→ Rows:
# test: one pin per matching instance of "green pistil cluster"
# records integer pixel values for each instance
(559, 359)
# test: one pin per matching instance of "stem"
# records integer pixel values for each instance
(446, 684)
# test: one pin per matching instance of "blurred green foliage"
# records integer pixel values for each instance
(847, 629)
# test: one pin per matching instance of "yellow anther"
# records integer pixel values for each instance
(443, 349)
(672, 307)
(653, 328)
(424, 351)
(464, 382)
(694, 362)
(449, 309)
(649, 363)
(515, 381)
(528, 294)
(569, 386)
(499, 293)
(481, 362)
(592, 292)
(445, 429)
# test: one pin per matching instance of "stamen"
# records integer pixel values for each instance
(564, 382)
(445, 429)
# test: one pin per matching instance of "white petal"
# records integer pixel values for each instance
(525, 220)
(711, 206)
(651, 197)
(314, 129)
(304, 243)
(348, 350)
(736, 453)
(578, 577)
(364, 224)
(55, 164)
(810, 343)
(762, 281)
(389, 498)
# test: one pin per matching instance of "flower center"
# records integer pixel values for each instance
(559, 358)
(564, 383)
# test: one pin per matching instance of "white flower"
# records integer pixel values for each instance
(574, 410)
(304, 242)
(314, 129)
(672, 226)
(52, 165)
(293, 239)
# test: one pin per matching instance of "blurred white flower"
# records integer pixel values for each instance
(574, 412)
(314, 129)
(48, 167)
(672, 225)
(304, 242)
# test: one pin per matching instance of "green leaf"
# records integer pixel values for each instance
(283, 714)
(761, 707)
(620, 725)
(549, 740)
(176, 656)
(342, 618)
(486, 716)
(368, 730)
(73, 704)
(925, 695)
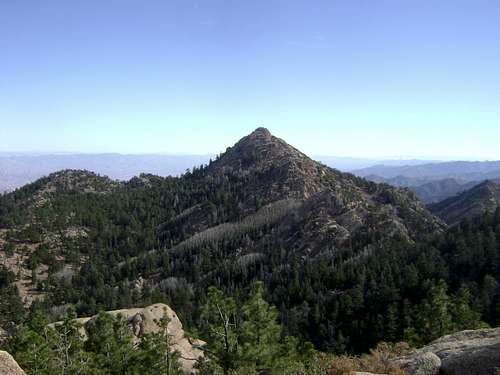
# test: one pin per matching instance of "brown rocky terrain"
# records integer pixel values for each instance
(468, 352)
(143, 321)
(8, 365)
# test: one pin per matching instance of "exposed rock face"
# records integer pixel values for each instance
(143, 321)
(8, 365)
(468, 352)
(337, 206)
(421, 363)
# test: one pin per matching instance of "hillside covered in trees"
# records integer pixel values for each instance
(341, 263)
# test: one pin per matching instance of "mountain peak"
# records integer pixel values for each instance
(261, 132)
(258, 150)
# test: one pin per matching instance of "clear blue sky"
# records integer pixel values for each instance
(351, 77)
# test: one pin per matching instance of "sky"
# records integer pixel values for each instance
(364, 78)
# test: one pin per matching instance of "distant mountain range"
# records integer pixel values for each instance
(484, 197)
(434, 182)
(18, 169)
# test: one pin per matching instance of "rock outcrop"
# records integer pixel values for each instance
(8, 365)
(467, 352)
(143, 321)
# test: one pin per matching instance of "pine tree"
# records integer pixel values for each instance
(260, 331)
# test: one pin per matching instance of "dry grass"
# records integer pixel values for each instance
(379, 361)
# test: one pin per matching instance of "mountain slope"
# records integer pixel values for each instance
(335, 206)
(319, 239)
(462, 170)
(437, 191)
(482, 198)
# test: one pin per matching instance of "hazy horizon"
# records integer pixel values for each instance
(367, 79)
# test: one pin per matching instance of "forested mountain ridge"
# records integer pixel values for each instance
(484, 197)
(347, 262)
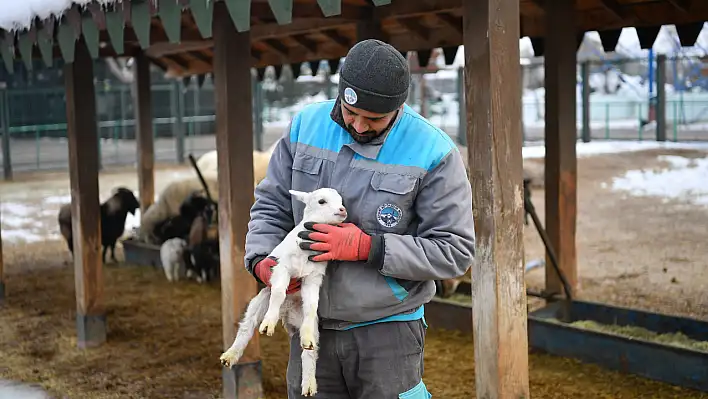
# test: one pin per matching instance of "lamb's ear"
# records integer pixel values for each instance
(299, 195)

→ Written instruction:
Make an exact copy of the records above, with the pictures left out.

→ Final answer:
# test: one pin per matching instance of "green pistil cluster"
# records integer pixel values for each instance
(559, 359)
# test: one pin per matching instance of "stem"
# records integer pixel values for each instance
(446, 684)
# test: one pin per matching instance of "blurred green foliage"
# records integer pixel values for each instance
(847, 629)
# test: one pin per matching instance of "yellow anther"
# records integer pixel values for each instance
(443, 349)
(672, 307)
(653, 328)
(424, 351)
(464, 382)
(694, 362)
(449, 309)
(649, 363)
(515, 381)
(528, 294)
(569, 386)
(499, 293)
(481, 362)
(592, 292)
(445, 429)
# test: one pin per matching instance of "stamen"
# records integer pixel values for each instance
(564, 382)
(445, 429)
# test: one pin per matching instance of "white petal"
# records integer pixel values for each instance
(525, 220)
(711, 206)
(651, 197)
(314, 129)
(304, 243)
(348, 350)
(736, 453)
(578, 577)
(364, 224)
(55, 164)
(810, 343)
(762, 281)
(389, 498)
# test: one pin per matching instance of "flower center"
# records integer pixel values for each instance
(559, 358)
(564, 383)
# test: one pin per matching instance of "white flower"
# records integer pixel values for each instance
(574, 410)
(304, 242)
(314, 129)
(672, 226)
(52, 165)
(293, 239)
# test: one pin per matching instance of "blurred white flower"
# records integer pixel values for each instance
(574, 412)
(314, 129)
(48, 167)
(672, 225)
(304, 242)
# test: one pin per matching instance of "green leaf"
# records integer pixel values for each instance
(283, 714)
(761, 707)
(620, 725)
(549, 740)
(176, 656)
(342, 618)
(486, 716)
(368, 730)
(73, 704)
(925, 695)
# test: one pin per matching instance of "brown rocky terrain"
# records integer pixel values for each instance
(468, 352)
(143, 321)
(8, 365)
# test: one pin per matching instance of "exposed rock face"
# records integer pixel values for each instance
(143, 321)
(8, 365)
(468, 352)
(337, 206)
(421, 363)
# test: one pin per matching instance of "hillside covered in trees"
# records integer pixel values for each instance
(341, 263)
# test: one pin per matching instance of "mountain peak"
# records integer pixel values for each instance
(261, 132)
(258, 150)
# test: one pin per matching instance of "clear blue sky"
# records integer pixel values for each instance
(351, 77)
# test: one pin per matching instance of "sky"
# records integer pixel values for each instance
(364, 78)
# test: one pin per matching instance of "distant mountain range"
# records integer pixel values for each instance
(484, 197)
(434, 182)
(18, 169)
# test: one pin per matching instance of "rock outcrop"
# records integer pixel values for each instance
(8, 365)
(467, 352)
(143, 321)
# test: one pin per matching instance of "pine tree"
# records integer pixel values for each instance
(260, 331)
# test: one pin per matching instance of "dry grass"
# records integer pixel values for each instance
(379, 361)
# test: one pin per matching instance of "mountain slope"
# records integer pixel values for each instance
(335, 206)
(319, 239)
(462, 170)
(437, 191)
(482, 198)
# test: one pin per matching instance of "hazy horizon"
# records integer pixel values for each instance
(367, 79)
# test: one pin per matching instance of "forested mountain ridge"
# records integer pixel values for each instance
(484, 197)
(347, 262)
# test: one pin per matching instance of "lamb's ear"
# records integer pixel values for each instance
(299, 195)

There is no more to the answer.